### RECORDS FOR THE EXERCISE

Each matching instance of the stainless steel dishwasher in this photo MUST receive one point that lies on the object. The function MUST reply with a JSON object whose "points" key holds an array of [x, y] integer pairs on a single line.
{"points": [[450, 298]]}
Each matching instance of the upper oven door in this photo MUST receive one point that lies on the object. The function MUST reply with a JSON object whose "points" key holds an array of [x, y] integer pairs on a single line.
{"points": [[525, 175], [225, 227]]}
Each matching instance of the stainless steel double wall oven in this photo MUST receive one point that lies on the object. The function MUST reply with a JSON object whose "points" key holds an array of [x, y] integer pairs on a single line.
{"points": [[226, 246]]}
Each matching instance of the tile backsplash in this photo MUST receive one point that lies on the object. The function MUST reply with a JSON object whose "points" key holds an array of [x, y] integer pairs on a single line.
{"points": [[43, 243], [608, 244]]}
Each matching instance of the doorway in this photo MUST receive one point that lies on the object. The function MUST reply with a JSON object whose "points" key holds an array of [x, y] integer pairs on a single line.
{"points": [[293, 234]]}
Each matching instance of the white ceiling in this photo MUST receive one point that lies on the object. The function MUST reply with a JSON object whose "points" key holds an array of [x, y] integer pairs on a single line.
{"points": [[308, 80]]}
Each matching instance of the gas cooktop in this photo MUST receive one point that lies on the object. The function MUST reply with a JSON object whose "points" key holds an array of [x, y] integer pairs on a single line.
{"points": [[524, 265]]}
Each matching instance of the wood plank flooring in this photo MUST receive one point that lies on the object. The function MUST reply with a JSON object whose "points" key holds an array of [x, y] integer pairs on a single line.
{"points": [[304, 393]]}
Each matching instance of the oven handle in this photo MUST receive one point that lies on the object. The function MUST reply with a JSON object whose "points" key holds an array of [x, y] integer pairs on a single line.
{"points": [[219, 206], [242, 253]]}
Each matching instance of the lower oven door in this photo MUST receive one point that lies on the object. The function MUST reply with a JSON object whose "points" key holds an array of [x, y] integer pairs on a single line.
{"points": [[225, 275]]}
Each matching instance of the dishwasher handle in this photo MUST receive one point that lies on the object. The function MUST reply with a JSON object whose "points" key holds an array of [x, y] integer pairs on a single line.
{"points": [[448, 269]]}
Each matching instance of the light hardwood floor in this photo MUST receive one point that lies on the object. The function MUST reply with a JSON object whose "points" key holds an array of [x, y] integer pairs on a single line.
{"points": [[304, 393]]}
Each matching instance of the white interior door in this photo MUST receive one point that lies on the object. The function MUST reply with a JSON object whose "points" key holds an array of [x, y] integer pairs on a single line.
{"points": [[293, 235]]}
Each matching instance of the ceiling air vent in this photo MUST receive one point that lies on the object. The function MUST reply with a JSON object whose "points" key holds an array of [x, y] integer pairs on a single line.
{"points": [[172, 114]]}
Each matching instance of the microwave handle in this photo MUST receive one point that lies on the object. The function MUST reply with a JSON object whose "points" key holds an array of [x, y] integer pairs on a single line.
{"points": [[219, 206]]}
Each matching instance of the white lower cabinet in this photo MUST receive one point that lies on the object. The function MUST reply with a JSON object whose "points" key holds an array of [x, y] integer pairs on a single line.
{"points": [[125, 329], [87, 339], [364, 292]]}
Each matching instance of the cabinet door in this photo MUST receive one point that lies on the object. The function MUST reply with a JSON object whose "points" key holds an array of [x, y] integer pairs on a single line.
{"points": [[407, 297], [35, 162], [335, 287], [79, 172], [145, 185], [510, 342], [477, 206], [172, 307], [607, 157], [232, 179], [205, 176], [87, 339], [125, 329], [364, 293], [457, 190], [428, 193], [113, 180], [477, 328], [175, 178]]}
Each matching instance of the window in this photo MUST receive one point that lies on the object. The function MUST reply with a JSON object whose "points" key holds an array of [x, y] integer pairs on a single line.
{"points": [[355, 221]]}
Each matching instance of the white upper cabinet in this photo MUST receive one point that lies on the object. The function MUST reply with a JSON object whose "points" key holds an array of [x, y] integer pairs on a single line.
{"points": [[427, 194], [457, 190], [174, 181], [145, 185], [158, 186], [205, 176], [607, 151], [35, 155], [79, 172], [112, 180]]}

### TASK BRIEF
Transcribe every record above so that nothing differs from the original.

### SOLUTION
Each matching instance of the stainless steel dishwasher in this photo MUST receive one point that lies on the object. The function MUST reply with a JSON object whose "points" key holds an array of [x, y] integer pairs on a single line.
{"points": [[450, 298]]}
Each matching instance of the upper oven door in this photo MUST receive one point that lies on the object. The function MUST reply with a JSON object whose "points" key holds an array of [x, y] integer pairs on a single line.
{"points": [[525, 175], [225, 227]]}
Each matching instance of the stainless steel double wall oven in this photo MUST receive one point that lies on the object. The function MUST reply with a JSON object whose "points" key holds an array of [x, y] integer pairs on a single line.
{"points": [[226, 246]]}
Each matching instance of the tile backsplash in this photo MUST receive one point that lies on the object. The function MUST reply with a JSON object whose "points" key holds an array of [x, y] integer pairs on a single line.
{"points": [[43, 243], [608, 244]]}
Each matching instance of the doorway in this photo MUST receive one point that lies on the object. The function MUST reply with a JSON object whose "points" key holds an array of [x, y] integer pairs on a single line.
{"points": [[293, 234]]}
Each matching instance of the white ceiling in this photo MUST receive one point that lies on the object. The function MUST reply with a JSON object whose "points" key holds an array of [x, y] integer pairs on a single line.
{"points": [[308, 80]]}
Each matching instance of the gas cooktop in this photo MUST receive one point that lies on the object. The function MUST reply with a JSON object whose "points" key holds an array of [x, y] integer pairs on a single line.
{"points": [[524, 265]]}
Each matching instance of the wood plank flooring in this photo MUST receive one point that lies on the object. The function MUST reply with a JSON object whose "points" key holds an array of [x, y] integer pairs on a single line.
{"points": [[304, 393]]}
Each matching instance of the oven handle in this photo MUST receive one point that lies on the object. The function MUST reply with a JSON object whose "points" key holds an array of [x, y] integer pairs on a single line.
{"points": [[219, 206], [242, 253]]}
Each matching instance of the lower oven door in this photo MUST receive one point that lies on the object. The function MUST reply with a JSON object whose "points" key holds an array of [x, y] integer pairs on a single line.
{"points": [[225, 275]]}
Each matching instance of the dishwasher handle in this photo MUST receive one point that lies on the object. The function MUST reply with a JSON object whose "points" key holds an array of [x, y] integer pairs on a single line.
{"points": [[448, 269]]}
Each matching instance of the light hardwood floor in this photo MUST receive one point that lies on the object. The function MUST reply with a JSON object whose "points" key holds an array of [x, y] integer pairs on a single line.
{"points": [[304, 393]]}
Each matching instance of the white interior door in this photo MUST receive one point that lies on the object. The function MUST reply with a JSON object whose "points" key holds an array of [x, y] integer pairs on a single line.
{"points": [[293, 235]]}
Each matching instance of the ceiling air vent in this photo MUST receive one point that lies on the object. The function MUST reply with a JSON object whose "points" key holds an array of [x, y] integer pairs on a single line.
{"points": [[172, 114]]}
Each matching instance of the microwave handle in this photo MUST receive one point that lies on the object. The function MUST reply with a JSON object whose "points" key holds an array of [x, y] integer pairs on a single line.
{"points": [[219, 206]]}
Each matching instance of the white lower cabinet in this photo MUST receive one point that lies on the object. The function MUST reply with a JSON object whose "points" key holds an array of [x, y] integer pairs on a single line.
{"points": [[125, 329], [87, 339], [364, 292]]}
Each matching instance of the cabinet door in this photo MUST receive one point that lies on the object. The function MUST reply with a JSON object whose "points" key holds an array of [x, y] integer pairs on a single line.
{"points": [[407, 297], [35, 162], [335, 287], [79, 172], [145, 185], [510, 342], [477, 206], [172, 307], [607, 157], [232, 179], [205, 176], [87, 339], [125, 329], [364, 293], [457, 190], [428, 193], [113, 180], [477, 328], [175, 178]]}
Each matching instance of the window in this photo MUST receive one point that lies on the object. The function MUST reply with a JSON object whose "points" key holds an array of [x, y] integer pairs on a single line.
{"points": [[355, 221]]}
Each matching instance of the white upper cabinet in this photo MUST receive one point that lies on the object. The function MUST reply with a JSON object whose "points" key holds an array of [x, y] integer pairs on a single line.
{"points": [[427, 194], [457, 190], [174, 181], [145, 185], [158, 186], [205, 176], [607, 151], [35, 155], [79, 172], [112, 180]]}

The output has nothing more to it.